------ MATERIALS PROVIDED ------

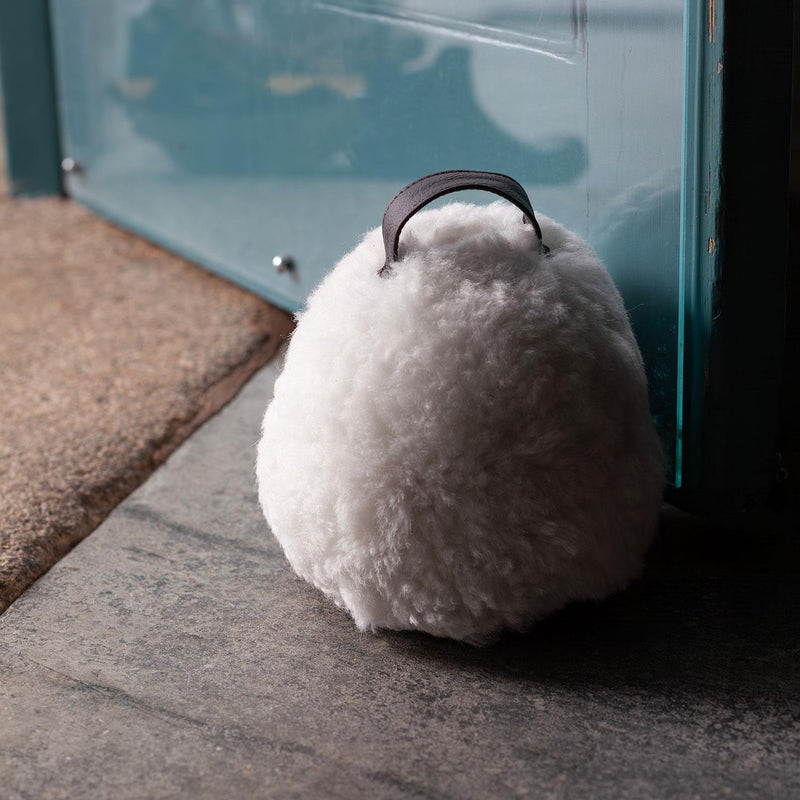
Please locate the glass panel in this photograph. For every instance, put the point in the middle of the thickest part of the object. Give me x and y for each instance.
(236, 130)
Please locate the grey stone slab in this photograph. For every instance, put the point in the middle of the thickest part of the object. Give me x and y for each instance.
(174, 654)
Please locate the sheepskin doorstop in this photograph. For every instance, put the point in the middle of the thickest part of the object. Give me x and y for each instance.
(460, 440)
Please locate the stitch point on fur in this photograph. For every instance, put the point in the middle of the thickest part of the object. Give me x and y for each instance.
(466, 446)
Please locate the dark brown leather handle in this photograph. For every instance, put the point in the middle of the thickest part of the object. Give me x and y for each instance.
(425, 190)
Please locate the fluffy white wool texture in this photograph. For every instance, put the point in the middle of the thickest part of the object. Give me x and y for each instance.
(466, 445)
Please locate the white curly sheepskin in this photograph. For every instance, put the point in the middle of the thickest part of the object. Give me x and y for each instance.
(464, 446)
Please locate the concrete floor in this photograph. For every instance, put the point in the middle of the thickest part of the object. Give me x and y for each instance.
(174, 654)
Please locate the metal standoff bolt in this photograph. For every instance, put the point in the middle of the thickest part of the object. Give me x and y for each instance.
(70, 165)
(283, 263)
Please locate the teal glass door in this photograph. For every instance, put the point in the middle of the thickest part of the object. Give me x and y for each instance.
(234, 131)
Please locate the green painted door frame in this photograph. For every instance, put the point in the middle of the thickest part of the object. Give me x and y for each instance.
(734, 230)
(29, 99)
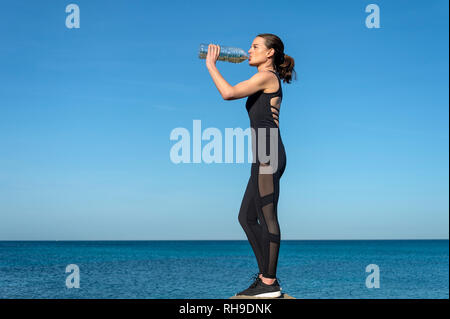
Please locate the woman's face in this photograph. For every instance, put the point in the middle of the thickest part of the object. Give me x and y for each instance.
(258, 52)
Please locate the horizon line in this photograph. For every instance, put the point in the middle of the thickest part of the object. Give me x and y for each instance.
(3, 240)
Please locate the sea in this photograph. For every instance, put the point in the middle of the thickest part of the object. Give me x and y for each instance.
(217, 269)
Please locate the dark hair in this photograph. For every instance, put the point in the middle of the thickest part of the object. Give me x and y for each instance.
(283, 63)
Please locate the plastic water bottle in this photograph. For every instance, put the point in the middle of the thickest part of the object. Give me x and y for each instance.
(228, 54)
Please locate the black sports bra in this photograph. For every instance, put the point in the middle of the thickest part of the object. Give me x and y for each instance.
(260, 109)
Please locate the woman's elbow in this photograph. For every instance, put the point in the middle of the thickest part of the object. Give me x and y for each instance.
(227, 96)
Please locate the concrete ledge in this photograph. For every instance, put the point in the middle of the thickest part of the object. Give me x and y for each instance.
(283, 296)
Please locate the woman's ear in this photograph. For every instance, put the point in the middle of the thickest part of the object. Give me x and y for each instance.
(270, 53)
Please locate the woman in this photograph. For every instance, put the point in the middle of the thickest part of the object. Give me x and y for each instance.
(258, 211)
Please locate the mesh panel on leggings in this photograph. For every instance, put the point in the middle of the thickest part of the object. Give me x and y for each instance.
(266, 191)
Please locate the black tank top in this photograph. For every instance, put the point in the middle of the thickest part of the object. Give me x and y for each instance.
(260, 110)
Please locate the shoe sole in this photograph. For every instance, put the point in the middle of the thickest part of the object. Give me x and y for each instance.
(266, 294)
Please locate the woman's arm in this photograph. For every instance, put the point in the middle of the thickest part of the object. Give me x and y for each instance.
(256, 83)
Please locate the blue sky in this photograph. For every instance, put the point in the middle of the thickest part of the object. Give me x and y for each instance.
(86, 115)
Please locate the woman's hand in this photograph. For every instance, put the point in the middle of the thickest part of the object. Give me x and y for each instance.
(213, 55)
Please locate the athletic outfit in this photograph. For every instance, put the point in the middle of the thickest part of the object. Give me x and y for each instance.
(258, 211)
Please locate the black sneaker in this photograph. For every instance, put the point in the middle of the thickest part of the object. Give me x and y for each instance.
(260, 289)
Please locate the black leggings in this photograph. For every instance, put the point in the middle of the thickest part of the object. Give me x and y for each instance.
(258, 214)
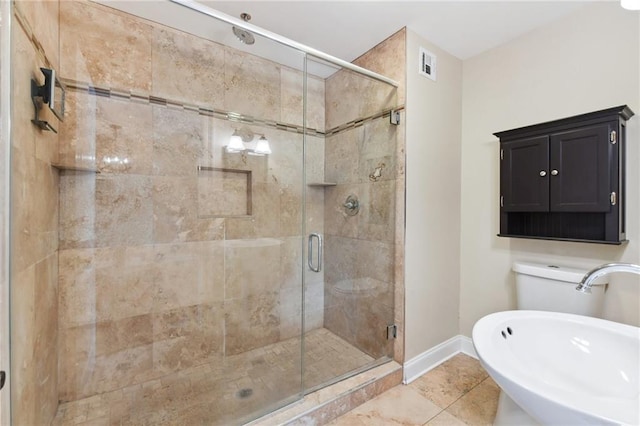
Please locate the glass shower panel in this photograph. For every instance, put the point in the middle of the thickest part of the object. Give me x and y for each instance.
(180, 253)
(351, 202)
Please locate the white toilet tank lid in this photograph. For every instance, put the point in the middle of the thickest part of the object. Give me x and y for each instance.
(554, 272)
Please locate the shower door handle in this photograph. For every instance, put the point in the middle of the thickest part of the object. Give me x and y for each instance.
(310, 252)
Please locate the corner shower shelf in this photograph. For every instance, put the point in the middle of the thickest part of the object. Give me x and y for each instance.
(75, 168)
(321, 184)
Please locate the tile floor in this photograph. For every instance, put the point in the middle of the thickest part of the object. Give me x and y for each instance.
(223, 392)
(458, 392)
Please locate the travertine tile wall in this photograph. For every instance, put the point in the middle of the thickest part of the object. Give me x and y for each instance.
(150, 281)
(34, 211)
(363, 278)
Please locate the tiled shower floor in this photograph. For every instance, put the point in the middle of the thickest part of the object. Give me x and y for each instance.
(216, 394)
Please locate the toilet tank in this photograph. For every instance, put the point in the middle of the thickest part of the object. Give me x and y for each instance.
(552, 288)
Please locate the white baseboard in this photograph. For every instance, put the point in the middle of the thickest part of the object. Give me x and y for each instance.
(435, 356)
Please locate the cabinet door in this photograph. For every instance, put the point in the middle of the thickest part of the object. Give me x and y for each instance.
(524, 178)
(580, 169)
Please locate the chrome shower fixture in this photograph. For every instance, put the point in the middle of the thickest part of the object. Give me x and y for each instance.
(243, 35)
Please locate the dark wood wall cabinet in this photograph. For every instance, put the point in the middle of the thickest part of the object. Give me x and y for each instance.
(565, 179)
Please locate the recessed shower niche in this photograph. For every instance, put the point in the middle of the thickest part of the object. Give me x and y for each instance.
(174, 272)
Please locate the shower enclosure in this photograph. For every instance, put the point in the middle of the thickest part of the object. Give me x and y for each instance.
(209, 235)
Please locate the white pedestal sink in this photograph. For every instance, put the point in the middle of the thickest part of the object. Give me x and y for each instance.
(563, 369)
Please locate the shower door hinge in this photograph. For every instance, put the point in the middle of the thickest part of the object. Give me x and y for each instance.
(394, 117)
(392, 331)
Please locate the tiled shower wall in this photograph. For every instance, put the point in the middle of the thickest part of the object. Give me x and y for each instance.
(363, 277)
(152, 280)
(34, 211)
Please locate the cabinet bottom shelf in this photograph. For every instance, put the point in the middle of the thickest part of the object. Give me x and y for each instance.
(572, 240)
(565, 226)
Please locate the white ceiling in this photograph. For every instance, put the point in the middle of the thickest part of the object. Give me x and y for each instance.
(347, 29)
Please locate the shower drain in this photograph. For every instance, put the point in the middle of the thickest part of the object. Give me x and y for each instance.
(244, 393)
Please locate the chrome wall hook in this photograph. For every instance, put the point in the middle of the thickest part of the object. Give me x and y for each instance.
(351, 205)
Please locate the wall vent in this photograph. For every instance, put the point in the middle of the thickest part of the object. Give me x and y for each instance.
(427, 62)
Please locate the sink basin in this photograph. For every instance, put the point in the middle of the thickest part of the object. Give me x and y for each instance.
(563, 369)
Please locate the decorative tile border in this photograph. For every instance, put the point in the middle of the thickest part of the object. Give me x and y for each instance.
(216, 113)
(202, 110)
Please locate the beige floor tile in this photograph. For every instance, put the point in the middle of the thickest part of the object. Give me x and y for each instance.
(478, 407)
(445, 419)
(349, 419)
(245, 383)
(449, 381)
(401, 405)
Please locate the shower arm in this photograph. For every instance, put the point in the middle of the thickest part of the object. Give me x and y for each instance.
(206, 10)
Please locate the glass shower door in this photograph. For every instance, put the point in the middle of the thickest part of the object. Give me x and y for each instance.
(351, 176)
(167, 261)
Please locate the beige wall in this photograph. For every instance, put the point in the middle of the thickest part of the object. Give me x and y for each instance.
(5, 145)
(34, 210)
(584, 62)
(432, 200)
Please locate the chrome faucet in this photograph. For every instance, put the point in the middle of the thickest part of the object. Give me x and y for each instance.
(594, 274)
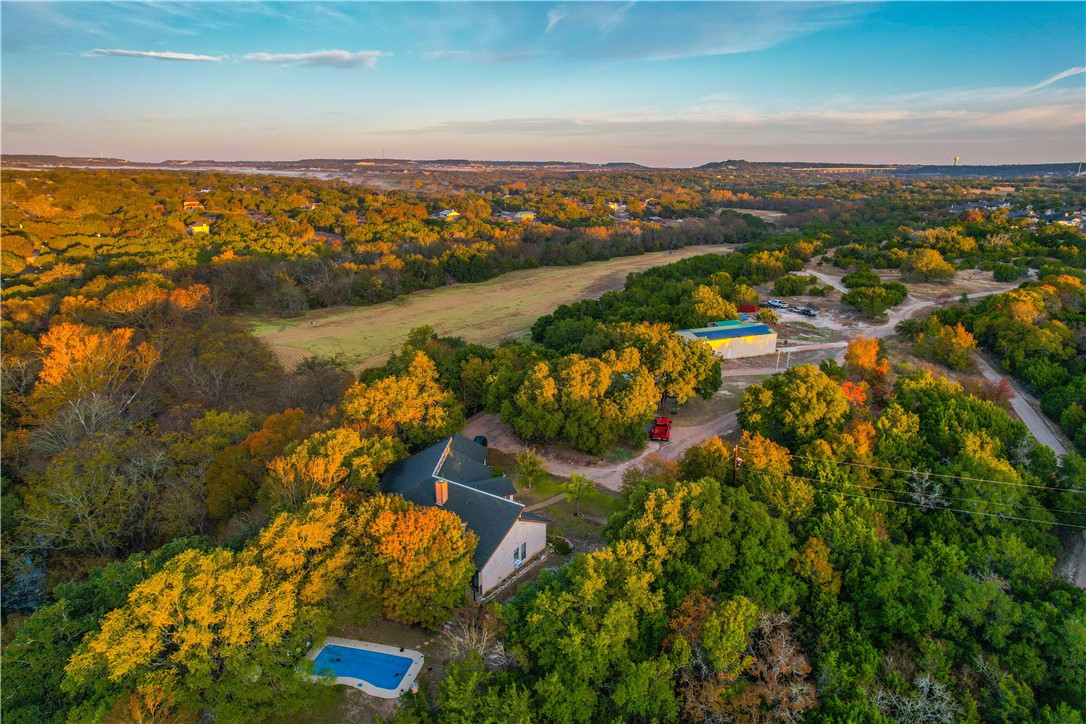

------

WHAT YOU ARE ASKED TO DO: Please list every line in the records above that contains the word "beige", treating uppercase and lowercase as different.

SOLVED EXERCISE:
Please locate the beige floor tile in this photograph. For every instance, put the point in the middle of the thickest part of the object. Give me x and y for each instance.
Please locate the beige wall in this photograph. For every instance, put the point in the middle of the thickest part of the object. Give me x and y for each instance.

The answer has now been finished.